• ACTIVITY:
Print every entry below exactly, leaving out the pictures.

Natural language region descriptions

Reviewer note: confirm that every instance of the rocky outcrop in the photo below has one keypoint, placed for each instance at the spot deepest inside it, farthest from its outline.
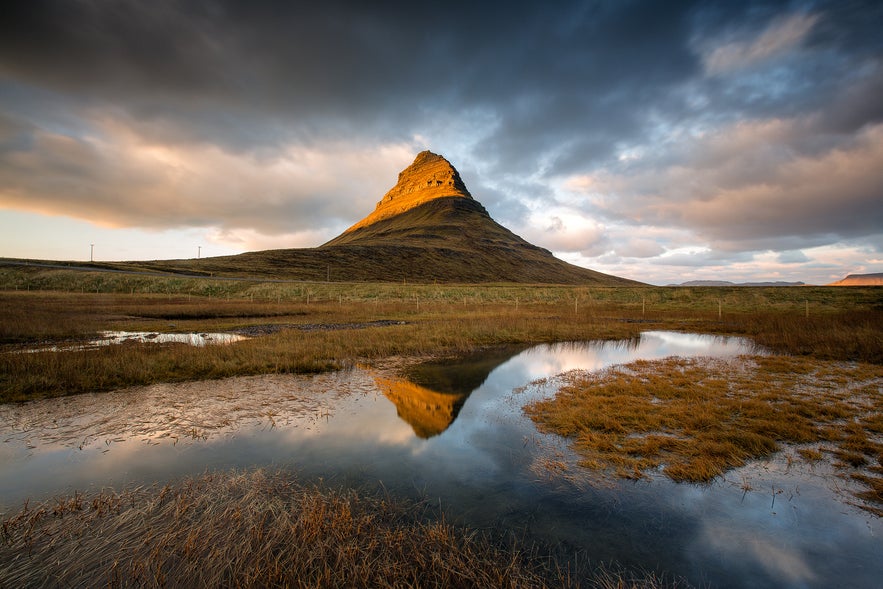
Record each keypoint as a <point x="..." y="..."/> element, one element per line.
<point x="430" y="176"/>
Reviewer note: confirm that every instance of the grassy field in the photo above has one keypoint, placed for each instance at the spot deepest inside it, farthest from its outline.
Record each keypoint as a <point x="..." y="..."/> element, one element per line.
<point x="40" y="306"/>
<point x="264" y="529"/>
<point x="698" y="418"/>
<point x="824" y="397"/>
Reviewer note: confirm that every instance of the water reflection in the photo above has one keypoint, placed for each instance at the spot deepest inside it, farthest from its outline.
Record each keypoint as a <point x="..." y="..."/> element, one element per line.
<point x="457" y="434"/>
<point x="111" y="338"/>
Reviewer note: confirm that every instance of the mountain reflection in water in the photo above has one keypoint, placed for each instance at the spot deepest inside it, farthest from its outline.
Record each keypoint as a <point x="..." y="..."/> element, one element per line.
<point x="432" y="406"/>
<point x="454" y="432"/>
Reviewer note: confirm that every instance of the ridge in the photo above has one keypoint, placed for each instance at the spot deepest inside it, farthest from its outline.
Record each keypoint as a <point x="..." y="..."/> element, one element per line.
<point x="429" y="177"/>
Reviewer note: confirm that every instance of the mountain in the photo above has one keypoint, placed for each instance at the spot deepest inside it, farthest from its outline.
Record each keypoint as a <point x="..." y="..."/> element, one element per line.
<point x="860" y="280"/>
<point x="728" y="283"/>
<point x="427" y="228"/>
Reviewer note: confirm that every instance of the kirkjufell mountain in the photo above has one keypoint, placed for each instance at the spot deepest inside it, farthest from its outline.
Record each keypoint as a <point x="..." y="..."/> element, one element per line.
<point x="427" y="228"/>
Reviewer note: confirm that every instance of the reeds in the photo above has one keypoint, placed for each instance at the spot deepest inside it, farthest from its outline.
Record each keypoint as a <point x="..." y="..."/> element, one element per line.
<point x="263" y="529"/>
<point x="844" y="324"/>
<point x="698" y="418"/>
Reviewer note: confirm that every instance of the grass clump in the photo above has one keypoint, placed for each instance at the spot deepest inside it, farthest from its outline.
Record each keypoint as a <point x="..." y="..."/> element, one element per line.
<point x="260" y="529"/>
<point x="697" y="418"/>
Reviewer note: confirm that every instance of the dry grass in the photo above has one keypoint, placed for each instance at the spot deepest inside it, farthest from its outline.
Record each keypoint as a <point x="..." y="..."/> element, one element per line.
<point x="697" y="418"/>
<point x="844" y="324"/>
<point x="430" y="329"/>
<point x="259" y="529"/>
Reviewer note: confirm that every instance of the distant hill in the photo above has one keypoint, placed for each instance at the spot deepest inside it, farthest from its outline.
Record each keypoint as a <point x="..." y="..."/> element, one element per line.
<point x="427" y="228"/>
<point x="860" y="280"/>
<point x="727" y="283"/>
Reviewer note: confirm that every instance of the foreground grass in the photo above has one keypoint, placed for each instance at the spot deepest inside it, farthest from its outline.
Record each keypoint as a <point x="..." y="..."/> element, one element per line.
<point x="843" y="324"/>
<point x="698" y="418"/>
<point x="260" y="529"/>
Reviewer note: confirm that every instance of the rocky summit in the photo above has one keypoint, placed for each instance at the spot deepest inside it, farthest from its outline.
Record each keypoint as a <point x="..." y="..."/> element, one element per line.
<point x="427" y="228"/>
<point x="430" y="176"/>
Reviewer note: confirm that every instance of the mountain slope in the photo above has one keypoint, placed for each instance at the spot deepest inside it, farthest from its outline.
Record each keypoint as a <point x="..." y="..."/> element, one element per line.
<point x="427" y="228"/>
<point x="860" y="280"/>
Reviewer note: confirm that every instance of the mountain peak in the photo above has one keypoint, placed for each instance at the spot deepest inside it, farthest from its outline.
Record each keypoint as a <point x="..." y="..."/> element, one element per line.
<point x="429" y="177"/>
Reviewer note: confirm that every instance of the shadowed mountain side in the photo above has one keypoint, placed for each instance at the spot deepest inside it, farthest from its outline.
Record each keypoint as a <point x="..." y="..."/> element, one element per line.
<point x="427" y="228"/>
<point x="463" y="374"/>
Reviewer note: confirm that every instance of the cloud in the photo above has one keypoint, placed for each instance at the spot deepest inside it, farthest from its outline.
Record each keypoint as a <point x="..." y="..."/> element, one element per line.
<point x="121" y="179"/>
<point x="647" y="129"/>
<point x="780" y="36"/>
<point x="749" y="182"/>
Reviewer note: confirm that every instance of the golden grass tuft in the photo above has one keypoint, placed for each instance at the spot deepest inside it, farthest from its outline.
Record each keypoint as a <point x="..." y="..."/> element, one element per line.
<point x="698" y="418"/>
<point x="262" y="529"/>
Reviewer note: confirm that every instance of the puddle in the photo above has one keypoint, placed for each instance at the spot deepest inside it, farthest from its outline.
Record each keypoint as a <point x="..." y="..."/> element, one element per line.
<point x="455" y="433"/>
<point x="110" y="338"/>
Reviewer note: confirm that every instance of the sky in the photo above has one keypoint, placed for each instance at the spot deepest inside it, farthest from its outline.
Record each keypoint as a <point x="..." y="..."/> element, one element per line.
<point x="659" y="141"/>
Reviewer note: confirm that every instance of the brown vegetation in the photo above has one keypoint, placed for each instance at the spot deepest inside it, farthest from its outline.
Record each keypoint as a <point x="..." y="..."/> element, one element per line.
<point x="843" y="324"/>
<point x="260" y="529"/>
<point x="697" y="418"/>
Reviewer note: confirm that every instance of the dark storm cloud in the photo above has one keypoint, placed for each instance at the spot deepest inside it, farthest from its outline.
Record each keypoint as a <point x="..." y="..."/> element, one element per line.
<point x="682" y="113"/>
<point x="345" y="66"/>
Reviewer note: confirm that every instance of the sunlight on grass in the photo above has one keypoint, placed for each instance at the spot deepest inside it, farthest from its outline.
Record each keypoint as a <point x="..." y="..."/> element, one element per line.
<point x="697" y="418"/>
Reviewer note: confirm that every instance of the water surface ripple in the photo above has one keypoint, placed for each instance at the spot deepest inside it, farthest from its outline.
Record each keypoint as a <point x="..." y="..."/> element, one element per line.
<point x="455" y="433"/>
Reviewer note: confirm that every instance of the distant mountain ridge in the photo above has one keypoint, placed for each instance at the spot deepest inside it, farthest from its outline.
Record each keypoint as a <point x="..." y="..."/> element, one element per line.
<point x="860" y="280"/>
<point x="426" y="228"/>
<point x="728" y="283"/>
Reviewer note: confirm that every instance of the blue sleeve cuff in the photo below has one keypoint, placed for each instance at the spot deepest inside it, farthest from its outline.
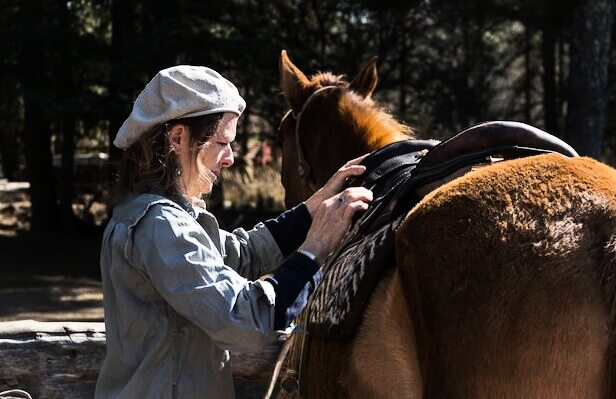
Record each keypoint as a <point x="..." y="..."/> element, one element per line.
<point x="290" y="228"/>
<point x="293" y="283"/>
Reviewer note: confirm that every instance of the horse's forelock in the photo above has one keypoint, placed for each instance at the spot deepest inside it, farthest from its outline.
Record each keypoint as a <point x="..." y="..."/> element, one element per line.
<point x="323" y="79"/>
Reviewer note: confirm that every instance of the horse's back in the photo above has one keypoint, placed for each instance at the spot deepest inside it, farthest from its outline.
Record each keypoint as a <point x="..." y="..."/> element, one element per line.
<point x="510" y="273"/>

• RESPONSE FOR THIS EXERCISE:
Reviewer note: confirm that every instance of the rocky outcrop in the photo below has one keypoint, placed for each instance at the spot deepest inside it, farthest from its outline.
Record each keypoint as a <point x="..." y="..."/> element, one element per line.
<point x="430" y="176"/>
Reviewer note: confirm that every instance of the grassy field in the photo above has one keypoint, placed for each instance at the spot deepest inside it, farthest from its outline.
Record each keypoint as a <point x="..." y="..."/> element, one element per line.
<point x="40" y="306"/>
<point x="264" y="529"/>
<point x="698" y="418"/>
<point x="824" y="397"/>
Reviewer note: confirm that every instance of the water reflection in the photo above has one keypoint, placed for each instance at the spot deepest inside it, farthest from its outline.
Record each keypoint as a <point x="..." y="..."/> element, one element per line.
<point x="457" y="434"/>
<point x="111" y="338"/>
Reviewer note: confirm that every instance of the mountain reflection in water in the photo above has one keypoint, placed for each instance at the spot deepest inside it, farthest from its outline.
Record each keypoint as a <point x="..." y="..."/> element, one element per line.
<point x="432" y="406"/>
<point x="454" y="432"/>
Reviewer note: confirm that every instance of the ridge in the photo above has one keypoint, placed for each instance at the spot deepest inside it, farthest from its outline.
Record each keypoint as a <point x="..." y="..."/> element, one element per line.
<point x="429" y="177"/>
Reviewer note: confirm that every instance of the mountain in the photo above has one keypoint, placed for each instance at the spot deepest inside it, farthest from its outline.
Record each keypoint as a <point x="..." y="..."/> element, one element per line.
<point x="860" y="280"/>
<point x="728" y="283"/>
<point x="427" y="228"/>
Reviewer note: confirm that every instance of the kirkjufell mountain in the photo above has one keypoint, placed for each instance at the spot deepest inside it, farthest from its outline.
Record each keypoint as a <point x="..." y="..."/> element, one element per line.
<point x="427" y="228"/>
Reviewer note: confirm that every instance of the reeds in the photo above has one keypoint, placed for each instance at the spot deepest inside it, farthest from its outline.
Record each keypoint as a <point x="..." y="..."/> element, one element per line.
<point x="263" y="529"/>
<point x="844" y="324"/>
<point x="698" y="418"/>
Reviewer note: confirm that every instance of the grass clump in the photo above has one keypoint, placed for each instance at the spot deepest inside it, farthest from its outline.
Record each keypoint as a <point x="..." y="..."/> element, one element per line.
<point x="260" y="529"/>
<point x="697" y="418"/>
Reviewer note: confirm that every instance of the dry grass in the photo above has one keypoint, placed for each instance at the spot deepest inside it, farthest from its outline.
Record each keypoint as a <point x="..." y="..."/> element, one element per line.
<point x="697" y="418"/>
<point x="844" y="324"/>
<point x="430" y="329"/>
<point x="259" y="529"/>
Reviewer note: confirm that every instance of the distant hill in the photo above has one keypoint, placed for each instance at the spot deepest inside it, farthest from its outline.
Record each keypoint as a <point x="..." y="..."/> element, one element per line.
<point x="427" y="228"/>
<point x="860" y="280"/>
<point x="727" y="283"/>
Reviewer note: confirm that every instance of the foreground grass in the photo above has one keypoint, placed for each instance at the spot deepest inside it, farthest from its outline.
Record each keypoint as a <point x="..." y="..."/> element, one element per line.
<point x="843" y="324"/>
<point x="698" y="418"/>
<point x="260" y="529"/>
Reviewer note: confirm that every instance of the rocky summit in the photo above has one keypoint, placed for each instance at the spot deepest inside it, farthest from its outline.
Record each keypoint as a <point x="..." y="..."/> element, one element per line.
<point x="427" y="228"/>
<point x="430" y="176"/>
Reviewer note: confirm that every instance of the mountain slope in the photo above has one keypoint, placed for each instance at the spot deepest inside it, farthest from its outline.
Record each keypoint as a <point x="..." y="..."/> element, one element per line.
<point x="427" y="228"/>
<point x="860" y="280"/>
Reviewer note: confirm that every instance of the mountain peak in the photo above has one keypoint, placed for each instance at the spot deepest inside it, farthest from its outline.
Record each keypoint as a <point x="..." y="..."/> element, one element per line.
<point x="429" y="177"/>
Reviewer note: confirm that every instance of the shadowed mountain side in the photo above has one keypoint, placed for each instance at the spot deepest inside it, farthest from its outline.
Record each keypoint as a <point x="..." y="..."/> element, one element per line.
<point x="427" y="228"/>
<point x="463" y="374"/>
Reviewer note: confirm that every instance of the cloud in the photo above has one keypoint, placed for each instance at the spot deepest inside it, farthest from its outline.
Record each keypoint as a <point x="..." y="..."/> element, one element per line.
<point x="121" y="179"/>
<point x="647" y="129"/>
<point x="780" y="36"/>
<point x="749" y="182"/>
Reviewer note: confirm that every instance of the golden grass tuft in the photo above has one keypoint, placed for each instance at the spot deepest inside it, farthest from its outline.
Record each keypoint as a <point x="..." y="..."/> element, one element per line.
<point x="698" y="418"/>
<point x="262" y="529"/>
Reviewer note: confirm that every instance of the puddle in the photo above has one keypoint, placed for each instance at the spot deepest inside it, farthest from its outline.
Record each keypoint as a <point x="..." y="..."/> element, one element per line.
<point x="455" y="433"/>
<point x="110" y="338"/>
Reviewer note: confirm that every instance of the sky in the photo above has one keypoint, placed for each instance at the spot deepest inside it, farthest from its outline.
Record each keypoint as a <point x="..." y="..."/> element, one element per line.
<point x="659" y="141"/>
Reviewer note: confirm that every instance of the brown vegetation in the photo above has one keypoint, placed for each instance at the spot deepest inside it, farthest from its outline.
Record each keypoint as a <point x="..." y="..."/> element, one element per line.
<point x="843" y="324"/>
<point x="260" y="529"/>
<point x="697" y="418"/>
Reviewer note: confirm that every instance of the dark storm cloud in the photo above has one keypoint, placed for each instance at the spot deepest inside it, farthest from its outline.
Record each keypoint as a <point x="..." y="..."/> element, one element per line.
<point x="682" y="113"/>
<point x="345" y="66"/>
Reviewer note: confirm that every instance of the sunlight on grass in the photo above has one keypoint, placed for each instance at the spot deepest inside it, farthest from its outline.
Record each keypoint as a <point x="..." y="..."/> element, one element per line.
<point x="697" y="418"/>
Reviewer note: confirm that every instance of the water surface ripple in the photo above has one keypoint, placed for each instance at the spot deepest inside it, farthest from its outline.
Record each keypoint as a <point x="..." y="..."/> element, one element per line.
<point x="455" y="433"/>
Reviewer note: confirm that every instance of the distant mountain ridge in the photo above has one keypoint, placed for each instance at the spot deepest inside it, farthest from its outline.
Record each keypoint as a <point x="..." y="..."/> element, one element per line.
<point x="860" y="280"/>
<point x="426" y="228"/>
<point x="728" y="283"/>
Reviewer note: confirm that every instance of the blue sleeve cuff in the photo below has one keypoint, placed for each instance at the spot deepest inside it, farthest from its outline.
Record each keypoint as a <point x="..." y="..."/> element, one element per line.
<point x="290" y="228"/>
<point x="293" y="283"/>
Reviewer note: confirm that every instance of the horse's forelock in the photo above has one keypoint, placed for each instance at the spot deepest inside it, farthest from its outline.
Record each keypoint as a <point x="..." y="..."/> element, one element per line.
<point x="323" y="79"/>
Reviewer note: confirm that every instance of the horse's back in the photo above has one keypoint, placed for each instance at the spot deepest inside it, farthest from its outline.
Record each keypoint as a <point x="..." y="..."/> element, one element per line.
<point x="510" y="273"/>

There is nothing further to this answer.